#### Entries shown
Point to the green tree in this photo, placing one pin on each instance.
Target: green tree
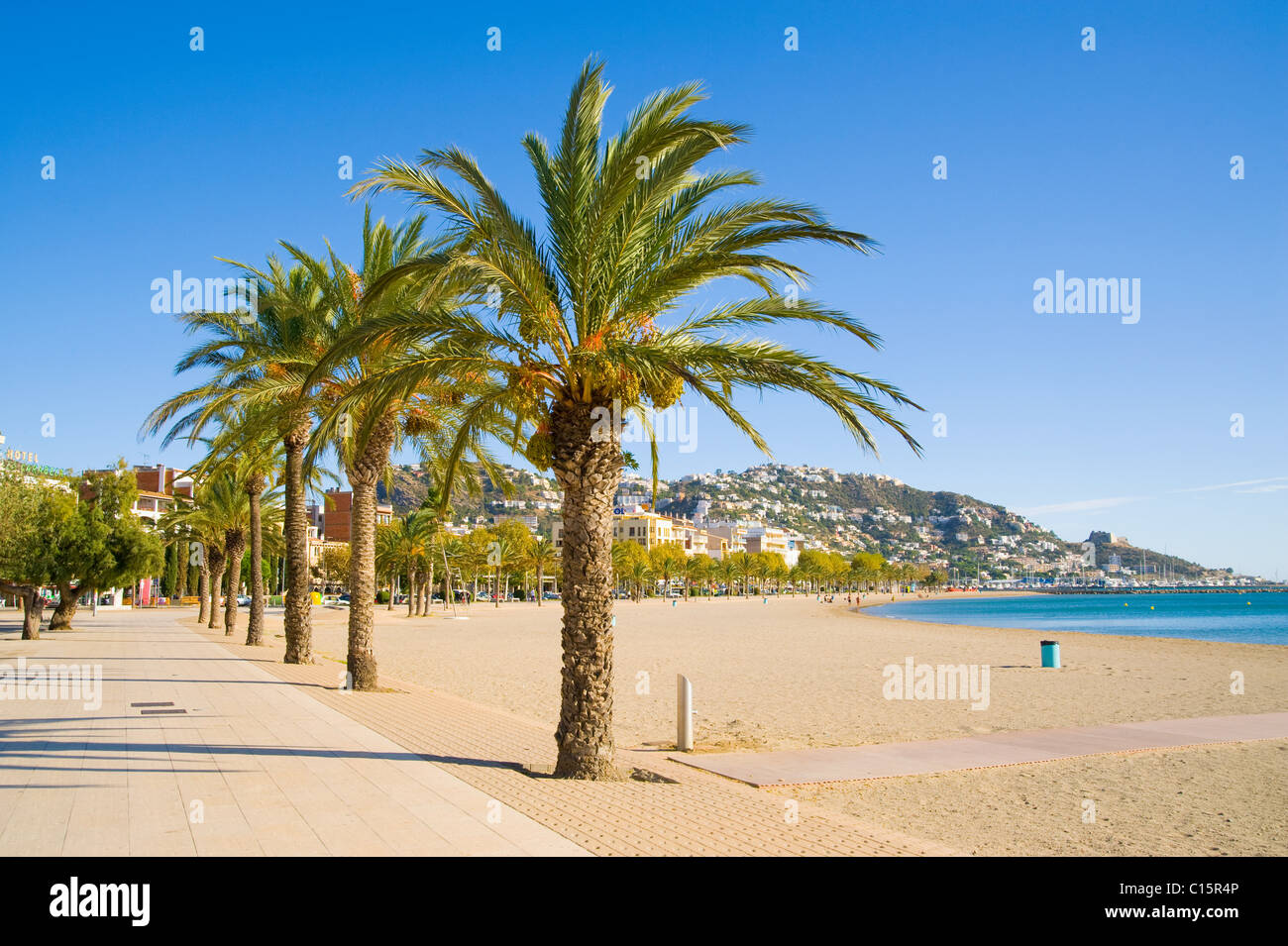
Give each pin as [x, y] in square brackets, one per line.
[25, 563]
[98, 542]
[631, 237]
[541, 559]
[263, 364]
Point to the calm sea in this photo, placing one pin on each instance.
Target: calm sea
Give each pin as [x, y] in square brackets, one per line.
[1243, 618]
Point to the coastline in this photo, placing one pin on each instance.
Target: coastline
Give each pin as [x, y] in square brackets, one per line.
[966, 596]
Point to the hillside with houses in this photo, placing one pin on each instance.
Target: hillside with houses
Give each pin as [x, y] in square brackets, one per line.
[846, 512]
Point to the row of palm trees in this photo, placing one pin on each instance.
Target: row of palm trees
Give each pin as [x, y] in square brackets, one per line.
[507, 335]
[417, 549]
[738, 572]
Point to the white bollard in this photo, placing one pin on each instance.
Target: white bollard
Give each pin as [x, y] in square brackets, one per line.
[683, 713]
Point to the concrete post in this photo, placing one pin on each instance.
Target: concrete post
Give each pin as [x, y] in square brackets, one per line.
[683, 713]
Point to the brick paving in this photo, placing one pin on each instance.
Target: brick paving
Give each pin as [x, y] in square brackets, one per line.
[248, 768]
[683, 811]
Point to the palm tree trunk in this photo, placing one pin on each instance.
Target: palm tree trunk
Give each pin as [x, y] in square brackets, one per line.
[364, 476]
[202, 592]
[589, 469]
[65, 609]
[256, 623]
[296, 620]
[217, 580]
[235, 547]
[33, 610]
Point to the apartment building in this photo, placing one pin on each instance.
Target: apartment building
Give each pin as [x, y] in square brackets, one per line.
[334, 516]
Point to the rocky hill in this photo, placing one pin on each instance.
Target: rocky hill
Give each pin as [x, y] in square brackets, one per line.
[842, 511]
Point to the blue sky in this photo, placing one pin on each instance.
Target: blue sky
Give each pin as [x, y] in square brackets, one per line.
[1107, 163]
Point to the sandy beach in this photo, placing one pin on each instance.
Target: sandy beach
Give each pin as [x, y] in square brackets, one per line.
########
• _Set problem_: Express every line of the records above as a JSON array of strings, one string per line, skipping blank lines. Leave the pictures out of the array.

• _Exercise result_:
[
  "Point to the green tree in this photo, placing one pin on each instance.",
  "Target: green tree",
  "Give each pin as [x, y] in square brackets, one per line.",
  "[25, 563]",
  "[98, 542]",
  "[631, 237]",
  "[541, 559]",
  "[263, 364]",
  "Point to the calm sea in this photo, placing one pin on each instance.",
  "Target: calm sea",
  "Give each pin as [x, y] in square brackets, one per line.",
  "[1243, 618]",
  "Point to the coastline in this photo, placing one pin on each instance.",
  "Target: coastline",
  "Give each pin as [x, y] in square brackets, one per line.",
  "[966, 596]",
  "Point to the hillside with houses in this photo, placing one pin on each instance.",
  "Target: hillside with houses",
  "Give each pin as [x, y] in square brackets, one per line.",
  "[846, 512]",
  "Point to the row of palm trees in this photo, placing one pin on each instance.",
  "Target: row of palm trees",
  "Give each pin as [x, y] in square brackets, one per line.",
  "[507, 335]",
  "[417, 549]",
  "[738, 572]",
  "Point to the white bollard in this photo, placing one pin on each instance.",
  "Target: white bollard",
  "Give each pin as [x, y] in square brackets, one per line.",
  "[683, 713]",
  "Point to the concrete post in this photo, placing one pin on each instance.",
  "Target: concrete post",
  "Give each pin as [x, y] in square brackets, one per line.",
  "[683, 713]",
  "Point to the brick paving in this photo, placing one pin on each instance.",
  "Target: brick paving",
  "Give each pin as [x, y] in square brackets, one per line.",
  "[248, 768]",
  "[683, 811]",
  "Point to the palm tree trunk in this photo, placing one pin on each instance.",
  "Target: palm tree trunk",
  "Give each pin as [x, y] in square brackets, one per line.",
  "[364, 476]",
  "[202, 592]",
  "[589, 469]",
  "[65, 609]",
  "[256, 623]",
  "[296, 620]",
  "[217, 580]",
  "[235, 547]",
  "[33, 610]",
  "Point to the apartment building in this photo, placing one pin on each instance.",
  "Target: apartment building",
  "Give each pin as [x, y] in square brackets, one per line.",
  "[334, 516]",
  "Point to the rocky hill in this photo, placing one pin on each instance.",
  "Target: rocky hill",
  "Give each pin as [x, y] in square brackets, one per line.",
  "[842, 511]",
  "Point to the blue sky in this photo, placing one pin on each instance.",
  "Target: blue sky",
  "Give each pin as [x, y] in square brackets, one per line.",
  "[1107, 163]",
  "Point to the sandy beach in this photo, placing one pin on each instance.",
  "Target: sandy beach",
  "Give each pin as [x, y] in square brackets, one per line."
]